**TO-DO LIST**
- A) In the perennial garden text, which plant does the friend grow from seed?
- B) Write out the part of the perennial garden text that begins at the words "Tuesday, September 15th, 2020" and stops after "it with her.".

**PROVIDED TEXT**
++++
The Secrets of Building a Great Perennial Garden

Tuesday, September 15th, 2020

I have a friend who has a fantastic perennial border, and I get so many emails about how to build one, I asked if I could borrow some pictures of hers, and discuss it with her.


Early summer with full color of pink Echinacea, yellow Rudbeckia, and Asiatic Lilies: “Dot Com” and deep red “Blackout.” Shrubs for background bloom are Hydrangea “Nicco’s Blue” and white lavender.

Her top piece of advice is this: Make sure the soil and sun are good (full sun), and most important, start with the most popular border perennials to give you a “good framework of bloom all summer.”  Also, don’t skimp.  Put in several of the foolproof favorites, not just one of each.  She insists just a few of the right plants will give you a good show, and you can add any particular colors or heights as you refine your garden over the years.

Here is her list of “must-haves:”

  • Bearded or Siberian Iris for early dependable color.
  • Rudbeckia (or Black-eyed Susan) for bright, mid-summer bloom
  • Phlox for bloom almost all summer long
  • Echinacea for late summer color
  • Lilies, the easy way to add foolproof accents for midsummer.
  • Mums for fall. (They’re perennial, but my friend buys news ones most years.)

Beautiful Iris (Bearded or Siberian) are always available for early spring bloom. After bloom, they make a great low row of handsome foliage at the front of a border.  She grows her Echinacea from seed, and once they’re blooming, you have them forever. Rudbeckia can be annual or perennial, seed or plants. Phlox, the real backbone of most perennial color, means perennial plants, and there are hundreds to choose from each year, and they multiply quickly.

The same garden in later summer with the famous white phlox, “David,” and full bloom of Echinacea.
++++
A series of items:

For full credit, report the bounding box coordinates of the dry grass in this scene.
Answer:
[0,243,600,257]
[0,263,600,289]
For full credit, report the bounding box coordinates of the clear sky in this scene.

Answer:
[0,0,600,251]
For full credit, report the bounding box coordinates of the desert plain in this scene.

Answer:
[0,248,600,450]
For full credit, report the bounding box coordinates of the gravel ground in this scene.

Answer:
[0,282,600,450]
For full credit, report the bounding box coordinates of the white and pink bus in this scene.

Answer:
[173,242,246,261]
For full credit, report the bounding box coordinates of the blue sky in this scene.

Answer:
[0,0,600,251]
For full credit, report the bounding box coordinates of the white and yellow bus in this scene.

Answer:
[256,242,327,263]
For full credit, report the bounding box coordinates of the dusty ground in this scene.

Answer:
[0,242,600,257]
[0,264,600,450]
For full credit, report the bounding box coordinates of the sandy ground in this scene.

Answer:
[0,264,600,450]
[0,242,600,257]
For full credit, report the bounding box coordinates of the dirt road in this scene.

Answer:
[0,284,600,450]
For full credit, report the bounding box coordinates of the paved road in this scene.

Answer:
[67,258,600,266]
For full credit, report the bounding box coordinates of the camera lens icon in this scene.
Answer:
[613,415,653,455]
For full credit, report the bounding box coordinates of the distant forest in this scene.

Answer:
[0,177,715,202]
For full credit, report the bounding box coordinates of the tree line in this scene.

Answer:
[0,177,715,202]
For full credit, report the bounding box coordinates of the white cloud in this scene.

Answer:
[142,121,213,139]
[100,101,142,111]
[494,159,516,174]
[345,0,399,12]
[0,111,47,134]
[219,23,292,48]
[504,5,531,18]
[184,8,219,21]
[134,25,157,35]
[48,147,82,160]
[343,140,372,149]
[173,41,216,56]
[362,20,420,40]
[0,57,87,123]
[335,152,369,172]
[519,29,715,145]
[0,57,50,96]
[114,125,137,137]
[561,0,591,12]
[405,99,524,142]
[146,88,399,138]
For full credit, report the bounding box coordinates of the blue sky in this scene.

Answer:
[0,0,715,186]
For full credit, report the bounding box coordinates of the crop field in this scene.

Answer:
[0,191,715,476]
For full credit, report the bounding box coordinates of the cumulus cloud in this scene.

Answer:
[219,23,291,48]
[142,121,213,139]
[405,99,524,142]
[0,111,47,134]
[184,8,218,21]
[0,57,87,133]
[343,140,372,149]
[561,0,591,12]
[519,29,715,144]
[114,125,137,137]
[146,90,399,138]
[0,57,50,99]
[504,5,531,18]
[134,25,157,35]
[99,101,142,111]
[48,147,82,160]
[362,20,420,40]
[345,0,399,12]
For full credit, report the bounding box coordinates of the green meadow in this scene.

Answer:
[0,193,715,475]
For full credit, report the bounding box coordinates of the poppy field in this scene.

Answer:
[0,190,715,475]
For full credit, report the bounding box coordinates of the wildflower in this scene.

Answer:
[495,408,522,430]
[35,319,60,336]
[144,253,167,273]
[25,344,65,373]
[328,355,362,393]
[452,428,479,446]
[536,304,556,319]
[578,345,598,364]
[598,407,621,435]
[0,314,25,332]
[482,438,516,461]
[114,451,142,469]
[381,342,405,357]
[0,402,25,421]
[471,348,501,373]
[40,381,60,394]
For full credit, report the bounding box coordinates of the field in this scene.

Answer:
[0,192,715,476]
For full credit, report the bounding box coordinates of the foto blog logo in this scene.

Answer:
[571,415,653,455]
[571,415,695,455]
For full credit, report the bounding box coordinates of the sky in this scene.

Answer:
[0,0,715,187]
++++
**SOLUTION LIST**
- A) Echinacea

- B)
Tuesday, September 15th, 2020

I have a friend who has a fantastic perennial border, and I get so many emails about how to build one, I asked if I could borrow some pictures of hers, and discuss it with her.